[Start RECORDS PROVIDED]
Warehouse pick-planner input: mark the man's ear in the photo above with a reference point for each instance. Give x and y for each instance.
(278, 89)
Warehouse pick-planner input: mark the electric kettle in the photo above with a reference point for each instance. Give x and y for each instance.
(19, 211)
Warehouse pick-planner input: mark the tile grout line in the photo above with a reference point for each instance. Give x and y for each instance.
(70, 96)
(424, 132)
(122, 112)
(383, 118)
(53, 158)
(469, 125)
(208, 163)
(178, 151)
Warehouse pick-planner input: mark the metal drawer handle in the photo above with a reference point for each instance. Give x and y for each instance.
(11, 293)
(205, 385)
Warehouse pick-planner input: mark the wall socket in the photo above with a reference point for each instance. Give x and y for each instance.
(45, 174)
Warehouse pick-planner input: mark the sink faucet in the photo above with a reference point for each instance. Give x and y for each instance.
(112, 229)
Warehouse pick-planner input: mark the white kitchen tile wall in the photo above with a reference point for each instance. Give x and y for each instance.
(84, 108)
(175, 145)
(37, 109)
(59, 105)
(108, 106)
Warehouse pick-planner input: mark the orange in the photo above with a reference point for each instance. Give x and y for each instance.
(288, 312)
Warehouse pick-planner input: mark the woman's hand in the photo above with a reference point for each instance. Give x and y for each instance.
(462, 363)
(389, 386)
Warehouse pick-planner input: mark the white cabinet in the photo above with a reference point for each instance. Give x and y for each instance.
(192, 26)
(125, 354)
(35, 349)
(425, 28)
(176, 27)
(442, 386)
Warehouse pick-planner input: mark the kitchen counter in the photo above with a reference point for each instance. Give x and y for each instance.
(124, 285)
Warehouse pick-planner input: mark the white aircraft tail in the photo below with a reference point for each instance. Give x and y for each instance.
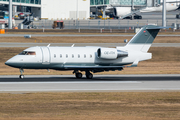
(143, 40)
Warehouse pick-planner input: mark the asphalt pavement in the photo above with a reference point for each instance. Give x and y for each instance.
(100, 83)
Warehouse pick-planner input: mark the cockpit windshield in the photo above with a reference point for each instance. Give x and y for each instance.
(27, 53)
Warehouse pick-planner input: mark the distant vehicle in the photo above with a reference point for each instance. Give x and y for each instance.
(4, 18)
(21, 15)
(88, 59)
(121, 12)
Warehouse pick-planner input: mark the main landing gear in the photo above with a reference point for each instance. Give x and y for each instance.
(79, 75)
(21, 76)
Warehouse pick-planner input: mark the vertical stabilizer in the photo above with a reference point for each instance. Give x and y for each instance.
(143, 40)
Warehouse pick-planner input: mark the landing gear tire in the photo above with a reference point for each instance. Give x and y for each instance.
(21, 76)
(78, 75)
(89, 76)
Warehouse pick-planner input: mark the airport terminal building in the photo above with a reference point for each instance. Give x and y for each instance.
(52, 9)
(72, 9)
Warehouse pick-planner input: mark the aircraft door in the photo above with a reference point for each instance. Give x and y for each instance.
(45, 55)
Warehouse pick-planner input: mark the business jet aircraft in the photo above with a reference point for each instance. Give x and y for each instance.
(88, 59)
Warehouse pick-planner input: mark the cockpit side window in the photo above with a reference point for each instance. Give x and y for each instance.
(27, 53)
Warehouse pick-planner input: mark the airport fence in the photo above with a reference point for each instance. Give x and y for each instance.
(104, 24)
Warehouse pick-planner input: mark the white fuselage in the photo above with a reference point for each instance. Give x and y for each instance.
[End RECORDS PROVIDED]
[Start RECORDS PROVIDED]
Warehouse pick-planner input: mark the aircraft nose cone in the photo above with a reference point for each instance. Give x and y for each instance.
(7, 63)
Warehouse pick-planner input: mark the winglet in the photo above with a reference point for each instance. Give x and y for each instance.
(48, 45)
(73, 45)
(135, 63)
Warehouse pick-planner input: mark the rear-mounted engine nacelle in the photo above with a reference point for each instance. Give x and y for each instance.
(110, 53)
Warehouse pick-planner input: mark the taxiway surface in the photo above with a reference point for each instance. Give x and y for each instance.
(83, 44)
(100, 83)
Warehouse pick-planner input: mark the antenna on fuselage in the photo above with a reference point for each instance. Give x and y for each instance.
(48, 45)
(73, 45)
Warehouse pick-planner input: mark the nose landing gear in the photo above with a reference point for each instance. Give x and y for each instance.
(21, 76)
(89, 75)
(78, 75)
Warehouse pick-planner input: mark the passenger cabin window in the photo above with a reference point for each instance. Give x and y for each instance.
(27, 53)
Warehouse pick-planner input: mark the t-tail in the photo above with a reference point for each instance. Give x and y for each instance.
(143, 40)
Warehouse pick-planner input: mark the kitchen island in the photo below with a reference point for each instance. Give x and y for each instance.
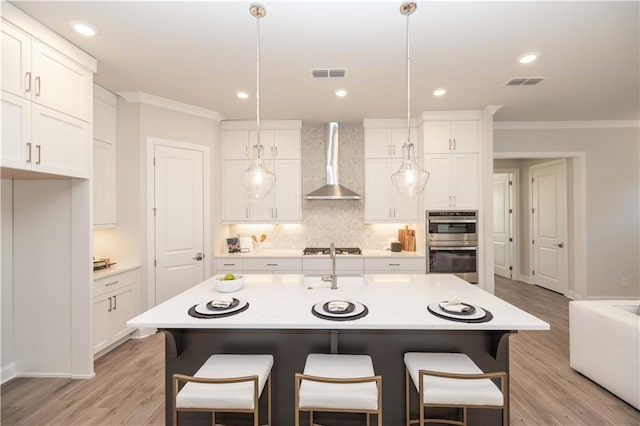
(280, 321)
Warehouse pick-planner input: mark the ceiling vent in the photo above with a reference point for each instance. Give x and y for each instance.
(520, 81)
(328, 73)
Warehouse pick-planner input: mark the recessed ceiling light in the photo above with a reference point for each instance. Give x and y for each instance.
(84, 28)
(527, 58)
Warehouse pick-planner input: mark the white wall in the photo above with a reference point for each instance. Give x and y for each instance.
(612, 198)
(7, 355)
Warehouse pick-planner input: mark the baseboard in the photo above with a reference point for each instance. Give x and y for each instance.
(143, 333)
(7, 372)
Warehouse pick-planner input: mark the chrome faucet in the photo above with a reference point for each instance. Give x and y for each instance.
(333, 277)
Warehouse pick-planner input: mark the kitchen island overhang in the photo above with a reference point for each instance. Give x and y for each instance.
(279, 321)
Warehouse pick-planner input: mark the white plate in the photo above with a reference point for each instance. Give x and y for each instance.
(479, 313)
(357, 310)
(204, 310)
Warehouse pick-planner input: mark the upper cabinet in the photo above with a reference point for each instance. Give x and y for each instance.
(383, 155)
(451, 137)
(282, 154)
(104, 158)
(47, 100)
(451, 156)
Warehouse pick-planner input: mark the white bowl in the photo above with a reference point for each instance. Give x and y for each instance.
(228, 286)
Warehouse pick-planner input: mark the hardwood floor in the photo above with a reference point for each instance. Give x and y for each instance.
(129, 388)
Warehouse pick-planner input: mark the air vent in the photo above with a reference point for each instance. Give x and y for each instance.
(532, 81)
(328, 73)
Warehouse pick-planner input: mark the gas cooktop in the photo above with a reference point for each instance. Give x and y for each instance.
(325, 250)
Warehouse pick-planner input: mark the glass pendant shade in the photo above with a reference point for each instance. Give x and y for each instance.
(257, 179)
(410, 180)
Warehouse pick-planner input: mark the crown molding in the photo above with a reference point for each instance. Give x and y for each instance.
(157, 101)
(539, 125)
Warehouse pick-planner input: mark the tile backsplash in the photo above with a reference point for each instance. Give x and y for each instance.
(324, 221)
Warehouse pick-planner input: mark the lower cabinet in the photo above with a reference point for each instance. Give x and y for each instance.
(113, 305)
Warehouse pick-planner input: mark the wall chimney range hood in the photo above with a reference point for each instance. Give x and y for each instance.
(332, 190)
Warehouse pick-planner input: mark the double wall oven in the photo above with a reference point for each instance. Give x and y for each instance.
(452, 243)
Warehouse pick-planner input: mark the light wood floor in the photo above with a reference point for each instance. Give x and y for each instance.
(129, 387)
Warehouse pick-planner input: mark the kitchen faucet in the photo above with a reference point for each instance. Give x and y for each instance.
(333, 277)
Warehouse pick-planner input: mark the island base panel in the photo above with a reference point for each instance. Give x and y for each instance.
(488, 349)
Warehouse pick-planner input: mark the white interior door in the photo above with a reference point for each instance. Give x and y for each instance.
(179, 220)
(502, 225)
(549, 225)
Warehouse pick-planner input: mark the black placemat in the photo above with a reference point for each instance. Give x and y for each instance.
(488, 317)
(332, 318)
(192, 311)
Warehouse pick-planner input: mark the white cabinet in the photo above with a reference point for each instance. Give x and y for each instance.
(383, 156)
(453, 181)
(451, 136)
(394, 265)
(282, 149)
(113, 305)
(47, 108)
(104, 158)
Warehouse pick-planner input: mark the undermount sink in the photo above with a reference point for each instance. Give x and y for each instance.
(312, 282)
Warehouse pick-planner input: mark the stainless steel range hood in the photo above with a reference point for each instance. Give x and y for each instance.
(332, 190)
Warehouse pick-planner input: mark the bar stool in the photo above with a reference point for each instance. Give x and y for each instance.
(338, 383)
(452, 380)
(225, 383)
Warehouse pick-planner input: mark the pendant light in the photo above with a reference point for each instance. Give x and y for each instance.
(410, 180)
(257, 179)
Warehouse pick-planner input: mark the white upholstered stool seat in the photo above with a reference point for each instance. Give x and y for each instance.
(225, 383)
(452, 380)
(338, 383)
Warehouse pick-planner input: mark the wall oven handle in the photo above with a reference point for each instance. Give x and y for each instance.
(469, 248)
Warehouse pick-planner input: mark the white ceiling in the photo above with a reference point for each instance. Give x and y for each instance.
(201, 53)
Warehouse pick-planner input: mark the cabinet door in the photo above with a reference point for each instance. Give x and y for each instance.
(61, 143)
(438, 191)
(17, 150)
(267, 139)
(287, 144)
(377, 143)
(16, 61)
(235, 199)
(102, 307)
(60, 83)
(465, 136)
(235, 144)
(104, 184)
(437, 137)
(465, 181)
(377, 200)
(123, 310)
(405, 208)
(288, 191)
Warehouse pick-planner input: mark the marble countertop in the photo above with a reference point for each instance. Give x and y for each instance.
[End RECORDS PROVIDED]
STATED PROBLEM = In the stretch from "Warehouse pick-planner input: mark the main" through "Warehouse pick-planner input: mark the white fuselage", swap every "reference point" for "anchor point" and leave the rest untouched. Return only those lines.

WORKED ANSWER =
Warehouse pick-planner input: mark the main landing gear in the photo above with a anchor point for each instance. Give x and y for each instance.
(79, 75)
(21, 76)
Warehouse pick-planner input: mark the vertical stabilizer in the photo above with a anchor point for each instance. Give x and y for each instance.
(143, 40)
Warehouse pick-planner input: mark the landing gear tire in the photo above with a anchor point for each instance. Give x and y for each instance.
(21, 76)
(78, 75)
(89, 76)
Warehouse pick-planner input: mark the airport terminal building in the photo above with a anchor point for each instance. Give x and y for each instance.
(52, 9)
(72, 9)
Warehouse pick-planner input: mark the aircraft door in the photo above with a anchor point for each instance. Give x and y for each instance.
(45, 55)
Warehouse pick-planner input: mark the business jet aircraft in the photo above with a anchor point for each instance. Give x and y for each instance.
(88, 59)
Warehouse pick-planner input: mark the cockpit side window in the photo above with a anchor point for each instance. Give x and y for each instance.
(27, 53)
Warehouse pick-planner input: mark the airport fence in the photo above with a anchor point for each instance. Give x and y for each instance.
(104, 24)
Warehouse pick-planner input: mark the white fuselage in the photo above with a anchor point for each instance. Give x and y for each instance.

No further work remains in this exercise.